*** Extracted text ***

Moreover, 21 percent of those surveyed admitted to medicating their kids with paracetamol, such as Panodil, before sending them to school.

The FOLA parents’ organisation is shocked by the findings.

“I think it is absolutely crazy. It simply cannot be that a child goes to school sick and plays with lots of other children. Then we are faced with the fact that they will infect the whole institution,” said FOLA chair Signe Nielsen.

Pill pushers
At the Børnehuset daycare institution in Silkeborg a meeting was called where parents were implored not to bring their sick children to school.

At Børnehuset there are fears that parents prefer to pack their kids off with a pill without informing teachers.

“We occasionally have children who that they have had a pill for breakfast,” said headteacher Susanne Bødker. “You might think that it is a Panodil more than a vitamin pill, if it is a child who has just been sick, for example.”

Parents sick and tired
Parents, when confronted, often cite pressure at work as a reason for not being able to stay at home with their children.

Many declare that they simply cannot take another day off, as they are afraid of being fired.

Allan Randrup Thomsen, a professor of virology at KU, has heavily criticised the parents’ actions, describing the current situation as a “vicious circle”.

“It promotes the spread of viruses, and it adds momentum to a cycle where parents are pressured by high levels of sick-leave. If they then choose to send the children to daycare while they are still recovering, they keep the epidemic going in daycares, and this in turn puts a greater burden on the parents.”

*** End of Extracted text ***

Exercise description:
Reproduce word for word the passage of the article above on sick children sent to school, between "Parents sick and" and "of being fired.", inclusive.

*** Provided material ***

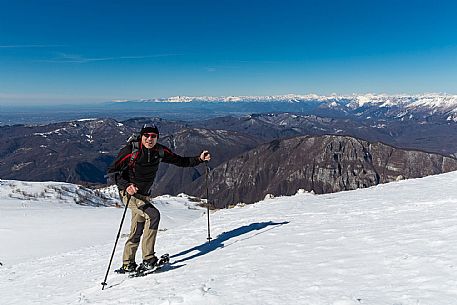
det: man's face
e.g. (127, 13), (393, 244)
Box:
(141, 132), (158, 148)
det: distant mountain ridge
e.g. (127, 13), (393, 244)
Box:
(184, 135), (457, 208)
(114, 94), (457, 122)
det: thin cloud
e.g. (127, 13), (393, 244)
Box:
(0, 44), (64, 49)
(40, 53), (180, 64)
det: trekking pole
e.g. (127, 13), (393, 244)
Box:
(205, 161), (212, 243)
(102, 195), (132, 290)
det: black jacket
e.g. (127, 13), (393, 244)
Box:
(108, 143), (203, 196)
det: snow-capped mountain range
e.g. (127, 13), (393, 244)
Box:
(109, 93), (457, 122)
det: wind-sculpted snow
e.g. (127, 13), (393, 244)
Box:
(0, 180), (120, 207)
(0, 172), (457, 305)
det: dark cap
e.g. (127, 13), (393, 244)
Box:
(140, 125), (159, 135)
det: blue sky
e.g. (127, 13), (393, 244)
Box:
(0, 0), (457, 105)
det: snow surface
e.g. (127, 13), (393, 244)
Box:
(0, 172), (457, 305)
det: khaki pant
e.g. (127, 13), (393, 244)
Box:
(119, 192), (160, 264)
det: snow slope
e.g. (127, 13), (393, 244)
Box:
(0, 172), (457, 305)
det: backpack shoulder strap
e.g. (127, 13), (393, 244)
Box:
(129, 141), (140, 166)
(158, 145), (165, 162)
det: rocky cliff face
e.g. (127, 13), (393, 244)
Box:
(185, 136), (457, 207)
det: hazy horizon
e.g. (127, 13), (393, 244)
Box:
(0, 0), (457, 105)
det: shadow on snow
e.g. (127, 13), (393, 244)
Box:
(170, 221), (289, 265)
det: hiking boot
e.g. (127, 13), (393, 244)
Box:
(114, 262), (138, 273)
(137, 256), (159, 271)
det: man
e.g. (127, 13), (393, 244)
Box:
(108, 126), (211, 273)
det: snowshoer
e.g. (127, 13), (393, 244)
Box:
(108, 126), (211, 273)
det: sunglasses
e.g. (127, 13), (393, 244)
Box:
(143, 132), (157, 139)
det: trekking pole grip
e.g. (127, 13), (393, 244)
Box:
(102, 195), (131, 290)
(205, 161), (212, 243)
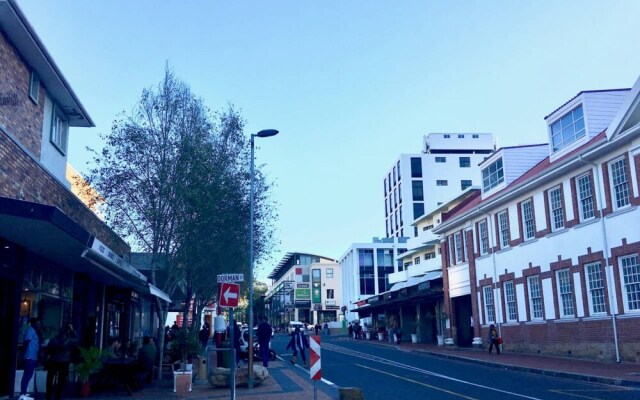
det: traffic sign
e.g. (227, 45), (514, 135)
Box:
(309, 335), (322, 381)
(218, 274), (244, 283)
(220, 283), (240, 307)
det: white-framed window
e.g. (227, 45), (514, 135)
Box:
(619, 254), (640, 311)
(609, 158), (629, 209)
(29, 71), (40, 104)
(548, 186), (564, 231)
(556, 268), (575, 318)
(478, 220), (489, 254)
(576, 174), (595, 221)
(50, 106), (69, 154)
(550, 104), (586, 151)
(498, 210), (509, 248)
(453, 232), (463, 263)
(482, 286), (496, 323)
(482, 158), (504, 192)
(503, 281), (518, 322)
(527, 275), (543, 320)
(521, 199), (536, 240)
(584, 263), (607, 315)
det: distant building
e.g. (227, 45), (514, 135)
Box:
(265, 252), (342, 325)
(339, 238), (407, 321)
(383, 133), (495, 237)
(434, 85), (640, 362)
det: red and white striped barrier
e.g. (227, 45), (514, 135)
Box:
(309, 335), (322, 381)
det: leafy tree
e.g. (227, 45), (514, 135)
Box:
(85, 66), (276, 376)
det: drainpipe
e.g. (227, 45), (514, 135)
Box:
(478, 207), (502, 337)
(578, 154), (620, 363)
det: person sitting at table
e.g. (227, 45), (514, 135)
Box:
(138, 336), (157, 383)
(102, 337), (122, 361)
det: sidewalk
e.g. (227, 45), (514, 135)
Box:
(367, 340), (640, 387)
(62, 360), (338, 400)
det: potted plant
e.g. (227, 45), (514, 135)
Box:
(74, 346), (102, 397)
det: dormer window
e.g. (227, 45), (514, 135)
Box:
(482, 158), (504, 192)
(551, 104), (586, 151)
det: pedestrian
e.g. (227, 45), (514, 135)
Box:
(487, 324), (500, 354)
(19, 318), (40, 400)
(256, 317), (271, 368)
(46, 323), (78, 400)
(287, 326), (309, 367)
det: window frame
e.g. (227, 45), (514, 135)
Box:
(584, 261), (607, 315)
(527, 275), (544, 321)
(576, 173), (596, 222)
(547, 185), (565, 232)
(502, 281), (518, 322)
(520, 199), (536, 241)
(618, 254), (640, 313)
(480, 157), (504, 192)
(482, 285), (496, 324)
(607, 156), (631, 210)
(555, 268), (576, 318)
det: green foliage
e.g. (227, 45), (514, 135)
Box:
(74, 346), (102, 383)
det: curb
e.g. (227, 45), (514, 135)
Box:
(410, 346), (640, 388)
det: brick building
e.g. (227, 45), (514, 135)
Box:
(0, 0), (166, 397)
(434, 80), (640, 362)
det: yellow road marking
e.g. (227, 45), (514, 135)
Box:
(354, 364), (478, 400)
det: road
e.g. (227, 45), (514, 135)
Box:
(272, 334), (640, 400)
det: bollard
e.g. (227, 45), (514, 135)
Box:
(338, 387), (364, 400)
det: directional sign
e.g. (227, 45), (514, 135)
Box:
(218, 274), (244, 283)
(220, 283), (240, 307)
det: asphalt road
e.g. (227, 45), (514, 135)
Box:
(272, 334), (640, 400)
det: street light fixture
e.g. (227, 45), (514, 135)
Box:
(247, 129), (278, 390)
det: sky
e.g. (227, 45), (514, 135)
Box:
(13, 0), (640, 282)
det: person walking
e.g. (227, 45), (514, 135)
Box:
(256, 317), (271, 368)
(287, 326), (309, 367)
(46, 323), (78, 400)
(487, 324), (500, 354)
(19, 318), (40, 400)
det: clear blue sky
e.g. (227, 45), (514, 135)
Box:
(13, 0), (640, 277)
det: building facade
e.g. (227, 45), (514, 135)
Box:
(265, 252), (342, 326)
(0, 0), (166, 397)
(434, 80), (640, 362)
(383, 133), (495, 237)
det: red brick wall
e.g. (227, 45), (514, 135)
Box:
(0, 31), (44, 159)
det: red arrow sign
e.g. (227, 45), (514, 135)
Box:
(220, 283), (240, 307)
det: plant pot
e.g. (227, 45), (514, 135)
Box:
(80, 382), (91, 397)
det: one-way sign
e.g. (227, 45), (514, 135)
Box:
(220, 283), (240, 308)
(218, 274), (244, 283)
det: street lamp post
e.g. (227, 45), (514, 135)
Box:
(247, 129), (278, 390)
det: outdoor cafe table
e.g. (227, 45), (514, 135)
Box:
(100, 358), (141, 396)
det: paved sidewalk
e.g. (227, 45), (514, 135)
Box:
(367, 340), (640, 387)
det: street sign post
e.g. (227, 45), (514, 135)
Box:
(220, 283), (240, 308)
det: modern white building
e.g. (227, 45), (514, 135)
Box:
(384, 133), (495, 237)
(434, 85), (640, 362)
(265, 252), (342, 325)
(339, 238), (407, 321)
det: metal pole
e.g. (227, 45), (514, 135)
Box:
(247, 134), (256, 390)
(229, 308), (238, 400)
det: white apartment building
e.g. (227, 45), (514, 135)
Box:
(434, 80), (640, 362)
(339, 238), (407, 321)
(265, 252), (342, 325)
(384, 133), (495, 237)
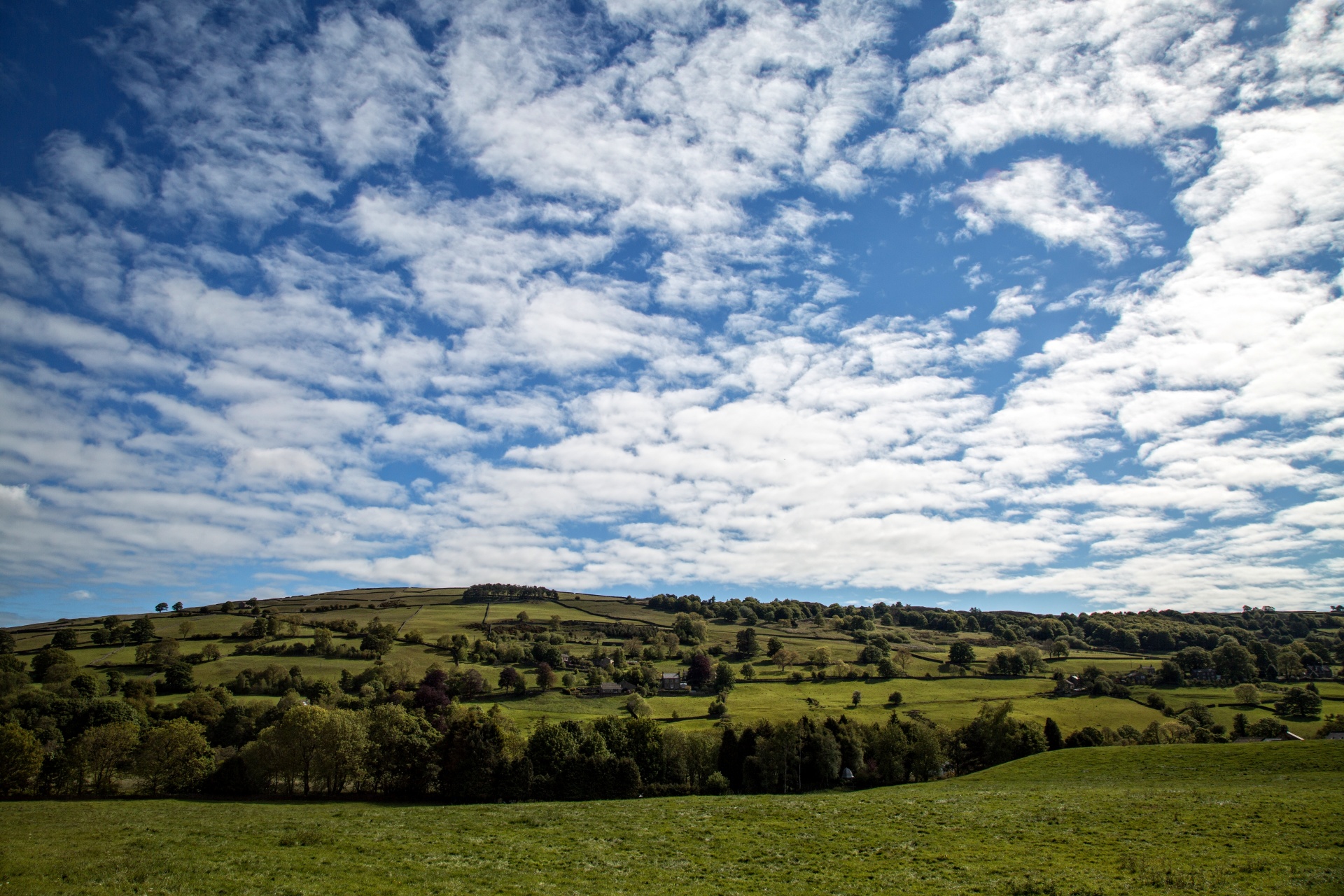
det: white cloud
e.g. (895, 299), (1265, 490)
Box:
(989, 286), (1036, 323)
(954, 156), (1161, 265)
(0, 0), (1344, 617)
(43, 130), (148, 208)
(864, 0), (1242, 168)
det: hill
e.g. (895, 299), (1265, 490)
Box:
(0, 741), (1344, 896)
(0, 586), (1344, 736)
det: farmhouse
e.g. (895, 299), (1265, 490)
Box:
(659, 672), (691, 690)
(1119, 666), (1157, 685)
(1055, 676), (1087, 697)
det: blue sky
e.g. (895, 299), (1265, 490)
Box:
(0, 0), (1344, 621)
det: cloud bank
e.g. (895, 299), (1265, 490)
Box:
(0, 0), (1344, 608)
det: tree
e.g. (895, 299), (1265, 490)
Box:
(1275, 648), (1306, 678)
(314, 709), (368, 794)
(500, 666), (527, 693)
(1176, 648), (1214, 674)
(1157, 659), (1185, 688)
(714, 662), (738, 696)
(1046, 719), (1065, 750)
(129, 617), (155, 643)
(1274, 688), (1321, 719)
(71, 722), (140, 794)
(363, 703), (440, 795)
(685, 653), (714, 690)
(136, 706), (214, 794)
(536, 662), (555, 690)
(1212, 643), (1256, 682)
(948, 640), (976, 666)
(70, 672), (101, 700)
(1246, 719), (1287, 738)
(0, 722), (43, 797)
(957, 701), (1047, 770)
(32, 648), (76, 681)
(891, 646), (911, 676)
(164, 659), (196, 693)
(0, 653), (28, 697)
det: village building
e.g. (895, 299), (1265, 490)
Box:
(659, 672), (691, 690)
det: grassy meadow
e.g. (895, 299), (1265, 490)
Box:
(0, 741), (1344, 896)
(12, 589), (1344, 736)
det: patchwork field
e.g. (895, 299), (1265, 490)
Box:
(12, 589), (1344, 736)
(0, 741), (1344, 896)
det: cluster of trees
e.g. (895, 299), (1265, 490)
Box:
(462, 583), (559, 602)
(0, 664), (1070, 802)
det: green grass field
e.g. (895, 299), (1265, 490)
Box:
(0, 741), (1344, 896)
(13, 589), (1344, 736)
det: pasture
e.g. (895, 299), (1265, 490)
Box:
(12, 589), (1344, 736)
(0, 741), (1344, 896)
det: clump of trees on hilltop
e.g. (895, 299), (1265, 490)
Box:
(462, 583), (559, 602)
(0, 655), (1046, 802)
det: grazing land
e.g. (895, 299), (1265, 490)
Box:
(0, 740), (1344, 896)
(10, 589), (1344, 738)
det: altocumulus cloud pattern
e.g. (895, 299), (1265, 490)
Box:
(0, 0), (1344, 615)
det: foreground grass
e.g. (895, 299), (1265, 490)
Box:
(0, 741), (1344, 896)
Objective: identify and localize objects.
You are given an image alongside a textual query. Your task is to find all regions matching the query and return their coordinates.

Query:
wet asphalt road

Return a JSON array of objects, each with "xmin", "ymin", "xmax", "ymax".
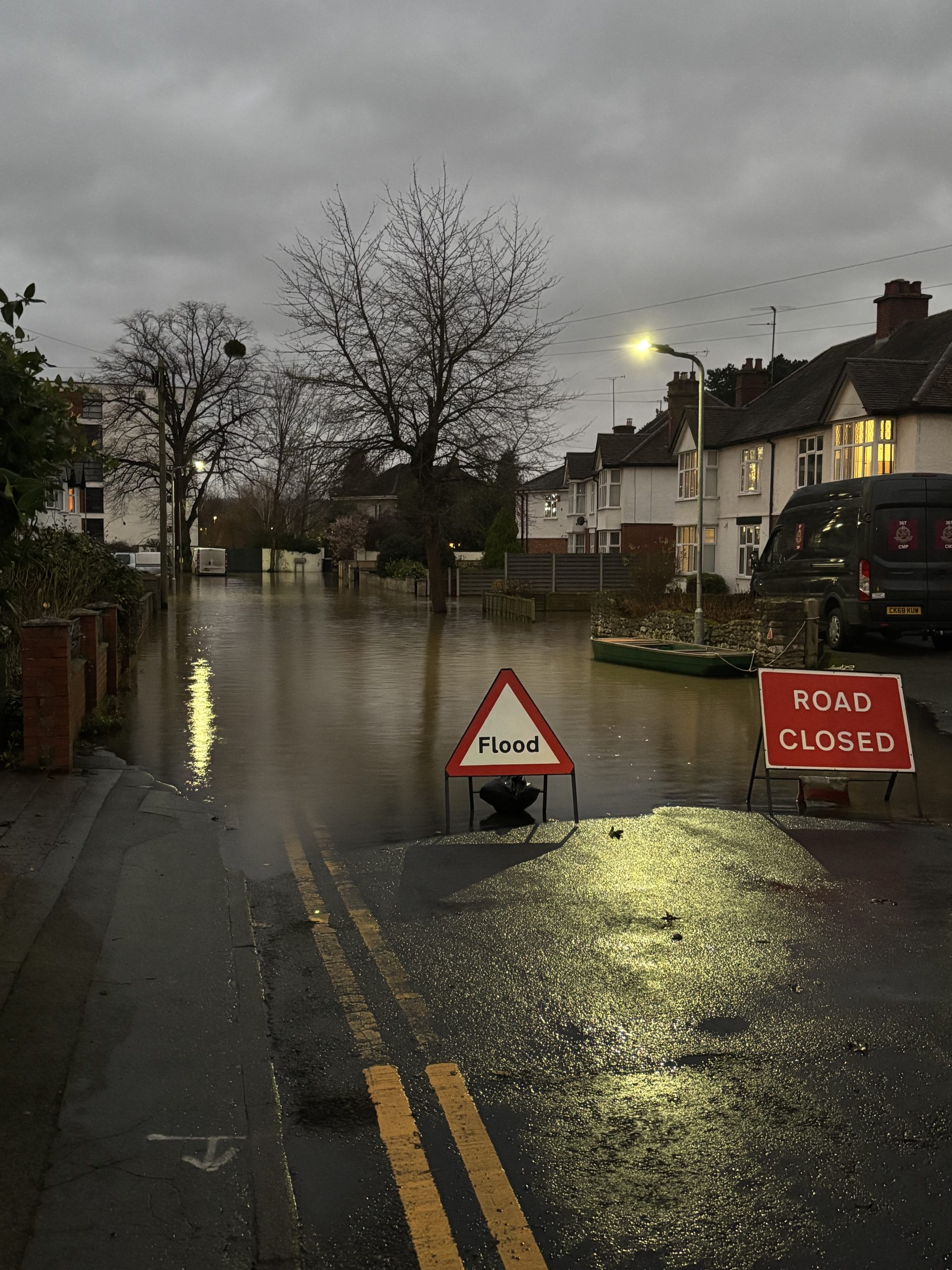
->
[{"xmin": 112, "ymin": 583, "xmax": 952, "ymax": 1270}]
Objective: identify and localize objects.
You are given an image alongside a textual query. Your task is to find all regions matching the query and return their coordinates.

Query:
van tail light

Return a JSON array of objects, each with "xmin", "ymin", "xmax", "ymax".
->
[{"xmin": 859, "ymin": 560, "xmax": 870, "ymax": 599}]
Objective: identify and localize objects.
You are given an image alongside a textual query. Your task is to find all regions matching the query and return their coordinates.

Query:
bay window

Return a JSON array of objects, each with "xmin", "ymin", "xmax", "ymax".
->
[{"xmin": 598, "ymin": 467, "xmax": 622, "ymax": 509}]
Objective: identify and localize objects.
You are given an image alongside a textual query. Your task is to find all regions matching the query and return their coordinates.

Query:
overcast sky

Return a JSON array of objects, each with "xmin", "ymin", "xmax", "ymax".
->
[{"xmin": 0, "ymin": 0, "xmax": 952, "ymax": 452}]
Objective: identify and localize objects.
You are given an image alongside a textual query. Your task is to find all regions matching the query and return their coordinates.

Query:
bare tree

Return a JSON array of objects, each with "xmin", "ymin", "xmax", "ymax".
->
[
  {"xmin": 281, "ymin": 172, "xmax": 565, "ymax": 613},
  {"xmin": 97, "ymin": 300, "xmax": 260, "ymax": 567},
  {"xmin": 244, "ymin": 358, "xmax": 338, "ymax": 568}
]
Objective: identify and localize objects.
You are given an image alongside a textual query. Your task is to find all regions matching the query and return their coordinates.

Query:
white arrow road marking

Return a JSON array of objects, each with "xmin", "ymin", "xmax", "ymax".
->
[{"xmin": 146, "ymin": 1133, "xmax": 245, "ymax": 1173}]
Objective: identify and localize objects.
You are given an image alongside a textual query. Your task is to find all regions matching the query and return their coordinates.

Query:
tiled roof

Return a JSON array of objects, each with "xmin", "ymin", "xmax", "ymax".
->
[{"xmin": 519, "ymin": 463, "xmax": 565, "ymax": 490}]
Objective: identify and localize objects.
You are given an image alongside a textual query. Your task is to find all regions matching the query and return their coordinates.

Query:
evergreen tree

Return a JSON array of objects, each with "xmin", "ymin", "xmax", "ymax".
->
[{"xmin": 482, "ymin": 507, "xmax": 522, "ymax": 569}]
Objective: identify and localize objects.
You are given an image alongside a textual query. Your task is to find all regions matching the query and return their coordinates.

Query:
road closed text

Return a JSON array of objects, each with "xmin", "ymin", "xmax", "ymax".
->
[{"xmin": 760, "ymin": 671, "xmax": 913, "ymax": 772}]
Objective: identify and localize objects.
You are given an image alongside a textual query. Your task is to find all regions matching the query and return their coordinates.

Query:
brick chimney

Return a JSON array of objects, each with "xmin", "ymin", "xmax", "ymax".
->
[
  {"xmin": 734, "ymin": 357, "xmax": 771, "ymax": 405},
  {"xmin": 876, "ymin": 278, "xmax": 932, "ymax": 339},
  {"xmin": 668, "ymin": 371, "xmax": 697, "ymax": 446}
]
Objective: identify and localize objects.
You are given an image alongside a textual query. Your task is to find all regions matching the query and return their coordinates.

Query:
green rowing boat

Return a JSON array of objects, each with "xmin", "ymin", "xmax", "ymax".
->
[{"xmin": 592, "ymin": 636, "xmax": 754, "ymax": 676}]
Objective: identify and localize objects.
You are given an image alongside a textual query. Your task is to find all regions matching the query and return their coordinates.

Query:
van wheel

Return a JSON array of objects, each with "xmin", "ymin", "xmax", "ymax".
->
[{"xmin": 827, "ymin": 607, "xmax": 853, "ymax": 653}]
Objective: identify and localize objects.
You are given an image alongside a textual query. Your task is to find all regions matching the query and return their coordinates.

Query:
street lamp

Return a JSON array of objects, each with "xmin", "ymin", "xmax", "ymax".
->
[{"xmin": 635, "ymin": 336, "xmax": 705, "ymax": 644}]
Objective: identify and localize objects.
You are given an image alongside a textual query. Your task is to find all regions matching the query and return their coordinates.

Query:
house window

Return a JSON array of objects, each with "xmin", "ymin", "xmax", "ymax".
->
[
  {"xmin": 737, "ymin": 524, "xmax": 760, "ymax": 578},
  {"xmin": 81, "ymin": 392, "xmax": 103, "ymax": 419},
  {"xmin": 674, "ymin": 523, "xmax": 697, "ymax": 573},
  {"xmin": 797, "ymin": 436, "xmax": 823, "ymax": 489},
  {"xmin": 678, "ymin": 449, "xmax": 697, "ymax": 498},
  {"xmin": 833, "ymin": 419, "xmax": 896, "ymax": 480},
  {"xmin": 740, "ymin": 446, "xmax": 764, "ymax": 494},
  {"xmin": 598, "ymin": 467, "xmax": 622, "ymax": 508},
  {"xmin": 705, "ymin": 449, "xmax": 717, "ymax": 498}
]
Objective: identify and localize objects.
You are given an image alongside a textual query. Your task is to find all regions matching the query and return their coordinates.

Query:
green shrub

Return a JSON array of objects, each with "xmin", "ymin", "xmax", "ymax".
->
[
  {"xmin": 490, "ymin": 578, "xmax": 535, "ymax": 596},
  {"xmin": 684, "ymin": 573, "xmax": 731, "ymax": 596},
  {"xmin": 0, "ymin": 526, "xmax": 142, "ymax": 685},
  {"xmin": 482, "ymin": 507, "xmax": 522, "ymax": 569},
  {"xmin": 383, "ymin": 559, "xmax": 426, "ymax": 578}
]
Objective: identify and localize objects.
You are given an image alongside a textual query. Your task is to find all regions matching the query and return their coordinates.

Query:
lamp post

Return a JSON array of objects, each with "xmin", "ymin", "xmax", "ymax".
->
[{"xmin": 635, "ymin": 339, "xmax": 705, "ymax": 644}]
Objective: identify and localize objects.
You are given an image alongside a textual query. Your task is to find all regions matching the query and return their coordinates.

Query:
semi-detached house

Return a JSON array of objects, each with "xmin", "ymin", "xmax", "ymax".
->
[{"xmin": 527, "ymin": 278, "xmax": 952, "ymax": 590}]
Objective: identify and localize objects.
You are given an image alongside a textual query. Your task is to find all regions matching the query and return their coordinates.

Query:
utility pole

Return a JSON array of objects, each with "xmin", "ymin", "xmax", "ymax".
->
[
  {"xmin": 599, "ymin": 375, "xmax": 625, "ymax": 432},
  {"xmin": 155, "ymin": 356, "xmax": 169, "ymax": 608}
]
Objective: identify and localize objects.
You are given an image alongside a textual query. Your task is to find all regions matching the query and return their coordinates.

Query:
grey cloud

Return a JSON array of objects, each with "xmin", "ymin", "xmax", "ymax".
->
[{"xmin": 0, "ymin": 0, "xmax": 952, "ymax": 439}]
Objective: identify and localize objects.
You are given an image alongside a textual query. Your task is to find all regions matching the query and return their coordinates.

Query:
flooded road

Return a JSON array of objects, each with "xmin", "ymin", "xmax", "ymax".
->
[
  {"xmin": 113, "ymin": 574, "xmax": 952, "ymax": 848},
  {"xmin": 111, "ymin": 575, "xmax": 952, "ymax": 1270}
]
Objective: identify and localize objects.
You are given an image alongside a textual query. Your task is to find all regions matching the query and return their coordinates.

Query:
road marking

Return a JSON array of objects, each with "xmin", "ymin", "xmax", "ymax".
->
[
  {"xmin": 321, "ymin": 829, "xmax": 437, "ymax": 1049},
  {"xmin": 146, "ymin": 1133, "xmax": 245, "ymax": 1173},
  {"xmin": 426, "ymin": 1063, "xmax": 546, "ymax": 1270},
  {"xmin": 364, "ymin": 1066, "xmax": 463, "ymax": 1270},
  {"xmin": 284, "ymin": 832, "xmax": 387, "ymax": 1062}
]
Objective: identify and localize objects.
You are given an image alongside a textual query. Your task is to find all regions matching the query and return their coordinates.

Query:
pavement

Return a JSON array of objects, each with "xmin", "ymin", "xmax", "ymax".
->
[
  {"xmin": 0, "ymin": 752, "xmax": 298, "ymax": 1270},
  {"xmin": 251, "ymin": 808, "xmax": 952, "ymax": 1270},
  {"xmin": 0, "ymin": 752, "xmax": 952, "ymax": 1270}
]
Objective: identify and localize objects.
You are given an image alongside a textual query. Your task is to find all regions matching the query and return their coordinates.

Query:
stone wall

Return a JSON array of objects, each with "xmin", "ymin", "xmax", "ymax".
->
[{"xmin": 592, "ymin": 593, "xmax": 803, "ymax": 667}]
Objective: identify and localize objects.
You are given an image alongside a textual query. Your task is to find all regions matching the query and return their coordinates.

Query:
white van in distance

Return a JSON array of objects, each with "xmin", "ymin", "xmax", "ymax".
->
[{"xmin": 194, "ymin": 547, "xmax": 227, "ymax": 574}]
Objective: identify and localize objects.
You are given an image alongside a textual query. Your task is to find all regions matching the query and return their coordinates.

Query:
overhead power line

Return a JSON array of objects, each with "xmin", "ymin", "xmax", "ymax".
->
[{"xmin": 566, "ymin": 243, "xmax": 952, "ymax": 325}]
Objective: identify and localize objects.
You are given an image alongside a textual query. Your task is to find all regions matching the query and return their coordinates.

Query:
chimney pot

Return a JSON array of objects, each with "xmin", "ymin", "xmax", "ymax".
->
[
  {"xmin": 876, "ymin": 278, "xmax": 932, "ymax": 340},
  {"xmin": 734, "ymin": 357, "xmax": 771, "ymax": 405}
]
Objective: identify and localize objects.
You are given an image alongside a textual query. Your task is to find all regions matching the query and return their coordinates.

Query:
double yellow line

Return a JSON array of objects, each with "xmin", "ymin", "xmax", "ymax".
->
[{"xmin": 284, "ymin": 829, "xmax": 546, "ymax": 1270}]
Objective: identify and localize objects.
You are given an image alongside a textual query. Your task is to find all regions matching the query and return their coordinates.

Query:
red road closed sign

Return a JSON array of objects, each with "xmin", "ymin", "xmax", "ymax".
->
[{"xmin": 759, "ymin": 669, "xmax": 915, "ymax": 772}]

*** End of Provided material ***

Exercise output:
Parents sick and tired
Parents, when confronted, often cite pressure at work as a reason for not being able to stay at home with their children.

Many declare that they simply cannot take another day off, as they are afraid of being fired.